WORK REQUIRED >> Swap "wooden slat" for "timber slat" in the lines from the start of the records up to and including the line with "point(202, 119)", leaving everything else unchanged. Give only those lines, and omit the pictures.

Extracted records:
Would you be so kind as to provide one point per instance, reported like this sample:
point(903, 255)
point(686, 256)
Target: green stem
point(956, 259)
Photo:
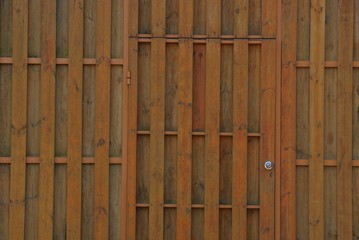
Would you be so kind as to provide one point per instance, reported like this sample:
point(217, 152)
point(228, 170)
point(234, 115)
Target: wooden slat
point(267, 150)
point(132, 143)
point(241, 12)
point(288, 122)
point(158, 18)
point(316, 121)
point(213, 18)
point(74, 163)
point(18, 122)
point(125, 116)
point(212, 124)
point(47, 128)
point(240, 117)
point(344, 116)
point(185, 18)
point(157, 139)
point(269, 18)
point(102, 119)
point(184, 148)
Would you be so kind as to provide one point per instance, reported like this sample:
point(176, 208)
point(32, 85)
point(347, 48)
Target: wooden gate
point(319, 153)
point(202, 119)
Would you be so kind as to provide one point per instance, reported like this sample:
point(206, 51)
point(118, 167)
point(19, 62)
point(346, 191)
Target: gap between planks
point(62, 61)
point(198, 206)
point(174, 133)
point(61, 160)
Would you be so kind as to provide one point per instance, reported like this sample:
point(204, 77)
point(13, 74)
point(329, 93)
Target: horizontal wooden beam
point(61, 160)
point(174, 133)
point(173, 205)
point(62, 61)
point(327, 163)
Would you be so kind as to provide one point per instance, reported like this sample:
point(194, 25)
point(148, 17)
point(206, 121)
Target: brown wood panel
point(288, 121)
point(184, 139)
point(32, 202)
point(345, 118)
point(267, 141)
point(47, 111)
point(18, 119)
point(239, 144)
point(157, 118)
point(74, 130)
point(102, 119)
point(212, 124)
point(60, 202)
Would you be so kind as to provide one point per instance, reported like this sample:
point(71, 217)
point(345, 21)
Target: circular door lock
point(268, 165)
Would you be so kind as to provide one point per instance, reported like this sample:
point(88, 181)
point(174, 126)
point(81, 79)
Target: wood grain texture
point(267, 141)
point(288, 121)
point(47, 111)
point(211, 196)
point(74, 165)
point(102, 119)
point(132, 142)
point(18, 122)
point(241, 18)
point(240, 126)
point(184, 144)
point(185, 18)
point(345, 118)
point(156, 195)
point(316, 121)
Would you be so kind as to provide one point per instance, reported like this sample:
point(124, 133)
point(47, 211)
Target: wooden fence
point(152, 119)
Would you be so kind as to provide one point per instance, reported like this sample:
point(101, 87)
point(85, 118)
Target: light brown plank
point(132, 143)
point(240, 118)
point(47, 112)
point(185, 18)
point(211, 213)
point(316, 121)
point(267, 150)
point(184, 144)
point(157, 138)
point(158, 18)
point(102, 119)
point(18, 122)
point(241, 17)
point(213, 26)
point(74, 163)
point(288, 121)
point(269, 18)
point(345, 118)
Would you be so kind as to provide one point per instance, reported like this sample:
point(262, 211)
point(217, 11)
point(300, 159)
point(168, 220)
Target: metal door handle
point(268, 165)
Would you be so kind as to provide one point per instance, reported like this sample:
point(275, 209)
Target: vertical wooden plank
point(60, 197)
point(32, 201)
point(316, 121)
point(185, 18)
point(269, 18)
point(213, 26)
point(241, 18)
point(132, 142)
point(267, 141)
point(158, 18)
point(345, 118)
point(18, 136)
point(4, 200)
point(184, 139)
point(47, 129)
point(211, 211)
point(102, 118)
point(75, 77)
point(240, 126)
point(288, 121)
point(157, 138)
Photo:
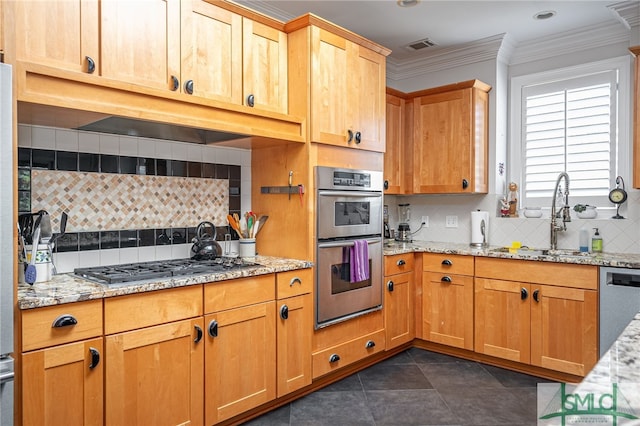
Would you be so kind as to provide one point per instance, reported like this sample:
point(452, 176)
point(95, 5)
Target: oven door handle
point(347, 243)
point(359, 194)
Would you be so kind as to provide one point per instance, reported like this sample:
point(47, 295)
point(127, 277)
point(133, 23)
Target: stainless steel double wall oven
point(349, 212)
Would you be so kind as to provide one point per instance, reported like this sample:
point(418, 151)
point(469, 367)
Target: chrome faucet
point(566, 212)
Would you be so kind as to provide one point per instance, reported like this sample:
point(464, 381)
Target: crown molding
point(445, 58)
point(570, 42)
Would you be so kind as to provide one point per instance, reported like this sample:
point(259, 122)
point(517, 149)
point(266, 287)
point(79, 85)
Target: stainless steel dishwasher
point(619, 302)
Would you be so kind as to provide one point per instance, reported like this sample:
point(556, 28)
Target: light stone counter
point(68, 288)
point(619, 260)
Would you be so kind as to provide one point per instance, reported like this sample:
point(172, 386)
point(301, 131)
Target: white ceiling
point(454, 23)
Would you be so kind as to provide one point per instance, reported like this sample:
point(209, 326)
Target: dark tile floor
point(416, 387)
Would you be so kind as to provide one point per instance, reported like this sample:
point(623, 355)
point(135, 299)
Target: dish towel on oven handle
point(359, 261)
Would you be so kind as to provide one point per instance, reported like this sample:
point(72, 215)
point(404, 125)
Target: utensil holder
point(247, 247)
point(43, 263)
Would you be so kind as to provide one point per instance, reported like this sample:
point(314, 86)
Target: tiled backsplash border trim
point(44, 159)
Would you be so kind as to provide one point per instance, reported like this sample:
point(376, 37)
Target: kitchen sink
point(528, 252)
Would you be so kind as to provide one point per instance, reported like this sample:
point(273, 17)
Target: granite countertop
point(68, 288)
point(618, 260)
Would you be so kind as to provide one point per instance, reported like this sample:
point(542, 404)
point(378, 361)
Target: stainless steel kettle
point(205, 246)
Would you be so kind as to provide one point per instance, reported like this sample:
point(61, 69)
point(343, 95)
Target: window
point(568, 121)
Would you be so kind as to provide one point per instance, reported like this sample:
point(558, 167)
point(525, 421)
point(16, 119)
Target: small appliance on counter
point(404, 230)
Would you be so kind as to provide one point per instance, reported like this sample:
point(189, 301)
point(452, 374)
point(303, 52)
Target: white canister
point(247, 247)
point(43, 263)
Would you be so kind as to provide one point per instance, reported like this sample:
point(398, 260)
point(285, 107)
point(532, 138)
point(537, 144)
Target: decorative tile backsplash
point(107, 201)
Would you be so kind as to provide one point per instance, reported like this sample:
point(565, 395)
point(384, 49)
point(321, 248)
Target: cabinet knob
point(64, 320)
point(284, 312)
point(91, 64)
point(213, 328)
point(188, 87)
point(199, 333)
point(95, 358)
point(536, 295)
point(175, 83)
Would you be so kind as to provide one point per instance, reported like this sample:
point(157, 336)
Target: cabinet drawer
point(448, 263)
point(135, 311)
point(347, 353)
point(39, 328)
point(533, 271)
point(294, 283)
point(398, 263)
point(223, 295)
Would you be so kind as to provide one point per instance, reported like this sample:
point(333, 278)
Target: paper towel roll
point(478, 236)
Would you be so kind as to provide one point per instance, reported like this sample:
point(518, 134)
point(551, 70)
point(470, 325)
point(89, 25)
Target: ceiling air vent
point(420, 44)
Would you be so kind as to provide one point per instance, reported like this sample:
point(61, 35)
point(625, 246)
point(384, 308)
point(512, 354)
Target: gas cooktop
point(128, 272)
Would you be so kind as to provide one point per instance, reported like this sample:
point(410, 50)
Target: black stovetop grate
point(128, 272)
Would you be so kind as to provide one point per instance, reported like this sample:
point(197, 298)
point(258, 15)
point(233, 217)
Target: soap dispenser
point(584, 240)
point(596, 242)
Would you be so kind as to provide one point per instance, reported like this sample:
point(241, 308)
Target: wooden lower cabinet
point(399, 300)
point(154, 375)
point(447, 299)
point(546, 325)
point(62, 385)
point(293, 336)
point(240, 361)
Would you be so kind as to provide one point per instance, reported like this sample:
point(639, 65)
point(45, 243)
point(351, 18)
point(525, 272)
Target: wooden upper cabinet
point(394, 167)
point(211, 51)
point(265, 67)
point(636, 120)
point(42, 26)
point(451, 139)
point(347, 93)
point(140, 41)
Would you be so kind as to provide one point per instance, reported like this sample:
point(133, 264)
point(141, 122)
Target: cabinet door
point(366, 98)
point(240, 359)
point(399, 309)
point(265, 67)
point(211, 51)
point(60, 34)
point(564, 329)
point(294, 332)
point(328, 88)
point(395, 140)
point(447, 309)
point(442, 148)
point(140, 41)
point(155, 375)
point(63, 384)
point(502, 319)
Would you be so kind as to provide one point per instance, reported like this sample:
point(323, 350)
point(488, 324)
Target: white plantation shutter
point(570, 126)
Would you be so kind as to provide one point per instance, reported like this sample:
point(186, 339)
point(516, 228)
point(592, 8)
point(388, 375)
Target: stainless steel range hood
point(150, 129)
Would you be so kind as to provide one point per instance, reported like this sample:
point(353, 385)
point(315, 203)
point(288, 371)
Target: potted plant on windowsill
point(585, 211)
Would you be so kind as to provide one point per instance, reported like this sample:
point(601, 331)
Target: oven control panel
point(347, 179)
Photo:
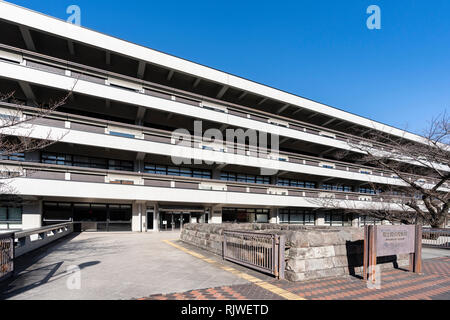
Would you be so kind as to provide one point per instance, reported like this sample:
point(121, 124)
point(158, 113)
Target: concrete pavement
point(113, 266)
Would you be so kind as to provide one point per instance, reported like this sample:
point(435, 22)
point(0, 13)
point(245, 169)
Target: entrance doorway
point(171, 220)
point(149, 220)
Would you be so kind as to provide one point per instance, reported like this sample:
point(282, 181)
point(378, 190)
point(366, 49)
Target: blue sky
point(318, 49)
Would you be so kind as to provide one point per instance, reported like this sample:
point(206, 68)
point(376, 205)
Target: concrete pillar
point(355, 221)
point(32, 215)
point(320, 219)
point(216, 215)
point(33, 156)
point(216, 174)
point(155, 217)
point(273, 216)
point(136, 219)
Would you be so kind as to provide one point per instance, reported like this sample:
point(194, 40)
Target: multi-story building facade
point(112, 166)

SOLUTION BELOW >>
Would you be so kind as to provide one point per instance, reported like this sample:
point(903, 255)
point(686, 256)
Target: green stem
point(956, 259)
Photo:
Would you be so kind as to provide one point per instance, reported like this sample:
point(217, 152)
point(228, 170)
point(234, 115)
Target: timber slat
point(267, 150)
point(132, 143)
point(241, 12)
point(288, 122)
point(158, 18)
point(316, 121)
point(213, 18)
point(74, 163)
point(18, 122)
point(125, 116)
point(212, 124)
point(47, 128)
point(240, 117)
point(344, 116)
point(185, 18)
point(157, 139)
point(269, 18)
point(102, 119)
point(184, 148)
Would you be so kind as to provide one point per instance, reported like this sample:
point(176, 208)
point(32, 85)
point(347, 48)
Target: wooden gate
point(319, 153)
point(202, 119)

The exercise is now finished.